Предоставленный текст -

Коснемся последнего аспекта, который связан с двумя предшествующими и может иметь силу как в том, так и в другом, а именно чудес, играющих главную роль во всем религиозном круге. Мы можем охарактеризовать чудеса как историю исправления непосредственного природного существования. Действительность окружает нас как некое низменное, случайное существование; это конечное затрагивается божественным. Непосредственно вторгаясь в стихию внешнего и частного, оно разламывает его, искажает, делает его иным тому, чем оно было раньше, и нарушает естественный ход вещей. Изображение души, захваченной такого рода неестественными явлениями, в которых она будто бы познает наличие божественного, — души, побежденной в своем конечном представлении, — такое изображение представляет главное содержание многих легенд. Но в действительности божественное может существовать в природе и управлять ею только как разум, как неизменные законы самой природы, вложенные в нее богом; божественное не должно проявлять себя в качестве божественного в обстоятельствах и действиях, нарушающих законы природы, ибо только вечные законы и определения разума управляют природой.

Легенды часто нелепы, безвкусны, бессмысленны и смешны, так как ум и душа должны верить, что бог присутствует и действует в том, что само по себе лишено разумности, ложно и небожественно. Умиленность, благочестие, обращение могут представлять известный интерес, но только с одной, внутренней стороны. Поскольку эта внутренняя сторона вступает в связь с другой стороной, с внешним, и это внешнее должно содействовать обращению души, внешнее перестает быть в самом себе чем-то бессмысленным и неразумным.

Таковы основные моменты субстанциального содержания, которое в этом круге имеет значение божественной природы и процесса, посредством которого и в котором оно существует как дух. Это абсолютный предмет, который искусство не творит и не открывает из самого себя, а берет из религии; сознавая, что он является в себе и для себя истинным, искусство стремится выразить и изобразить его. Это содержание верующей, тоскующей души, являющейся внутри себя бесконечной целостностью; внешнее остается здесь более или менее внешним и безразличным, не достигая полной гармонии с внутренней жизнью, и поэтому часто становится враждебным и не поддающимся искусству материалом.

Записанные данные -
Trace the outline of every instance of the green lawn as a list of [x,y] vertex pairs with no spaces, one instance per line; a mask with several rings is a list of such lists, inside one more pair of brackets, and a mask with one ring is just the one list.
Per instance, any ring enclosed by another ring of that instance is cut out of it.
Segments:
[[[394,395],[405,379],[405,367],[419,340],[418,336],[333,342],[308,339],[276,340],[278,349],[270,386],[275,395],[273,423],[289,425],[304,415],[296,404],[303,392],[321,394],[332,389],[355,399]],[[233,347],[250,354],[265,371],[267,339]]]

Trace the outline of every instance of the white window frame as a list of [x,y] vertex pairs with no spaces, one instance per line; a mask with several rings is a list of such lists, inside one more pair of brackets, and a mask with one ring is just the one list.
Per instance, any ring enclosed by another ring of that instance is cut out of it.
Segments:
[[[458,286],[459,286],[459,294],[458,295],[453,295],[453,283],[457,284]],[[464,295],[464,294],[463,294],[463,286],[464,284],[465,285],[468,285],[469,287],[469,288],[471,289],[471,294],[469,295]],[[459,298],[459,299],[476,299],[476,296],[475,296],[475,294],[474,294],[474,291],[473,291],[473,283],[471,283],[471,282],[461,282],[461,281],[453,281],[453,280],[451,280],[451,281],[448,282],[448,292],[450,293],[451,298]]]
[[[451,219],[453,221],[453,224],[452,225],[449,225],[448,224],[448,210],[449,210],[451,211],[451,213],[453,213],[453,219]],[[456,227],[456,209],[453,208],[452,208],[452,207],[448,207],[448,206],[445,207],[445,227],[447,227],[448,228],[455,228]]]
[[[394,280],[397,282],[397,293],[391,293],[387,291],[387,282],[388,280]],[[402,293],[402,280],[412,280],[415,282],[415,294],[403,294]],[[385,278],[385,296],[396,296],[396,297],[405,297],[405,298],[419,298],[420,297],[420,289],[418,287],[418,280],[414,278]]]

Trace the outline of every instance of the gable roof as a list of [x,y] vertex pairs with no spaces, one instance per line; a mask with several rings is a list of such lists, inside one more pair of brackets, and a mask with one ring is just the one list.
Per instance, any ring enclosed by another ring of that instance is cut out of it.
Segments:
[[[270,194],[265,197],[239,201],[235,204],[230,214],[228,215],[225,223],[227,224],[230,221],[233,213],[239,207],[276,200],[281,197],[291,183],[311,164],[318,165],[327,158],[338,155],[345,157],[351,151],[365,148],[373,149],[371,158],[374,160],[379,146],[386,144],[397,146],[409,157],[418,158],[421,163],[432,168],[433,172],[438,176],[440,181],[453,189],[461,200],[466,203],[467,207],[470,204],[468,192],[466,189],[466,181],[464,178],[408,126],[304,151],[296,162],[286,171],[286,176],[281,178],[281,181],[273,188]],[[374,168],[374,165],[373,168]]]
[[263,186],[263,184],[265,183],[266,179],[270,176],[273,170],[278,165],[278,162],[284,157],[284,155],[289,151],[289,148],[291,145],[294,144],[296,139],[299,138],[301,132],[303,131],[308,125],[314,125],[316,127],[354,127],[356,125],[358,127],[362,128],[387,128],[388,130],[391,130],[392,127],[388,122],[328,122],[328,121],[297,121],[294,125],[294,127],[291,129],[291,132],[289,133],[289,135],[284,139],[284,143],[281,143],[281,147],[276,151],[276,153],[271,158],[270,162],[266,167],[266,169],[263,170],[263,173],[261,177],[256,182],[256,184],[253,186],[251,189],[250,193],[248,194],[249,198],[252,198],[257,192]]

Ваша задача -
Выпишите дословно фрагмент предоставленного текста от слов «Легенды часто нелепы, безвкусны, бессмысленны» до слов «бессмысленным и неразумным.» включительно.

Письменный ответ -
Легенды часто нелепы, безвкусны, бессмысленны и смешны, так как ум и душа должны верить, что бог присутствует и действует в том, что само по себе лишено разумности, ложно и небожественно. Умиленность, благочестие, обращение могут представлять известный интерес, но только с одной, внутренней стороны. Поскольку эта внутренняя сторона вступает в связь с другой стороной, с внешним, и это внешнее должно содействовать обращению души, внешнее перестает быть в самом себе чем-то бессмысленным и неразумным.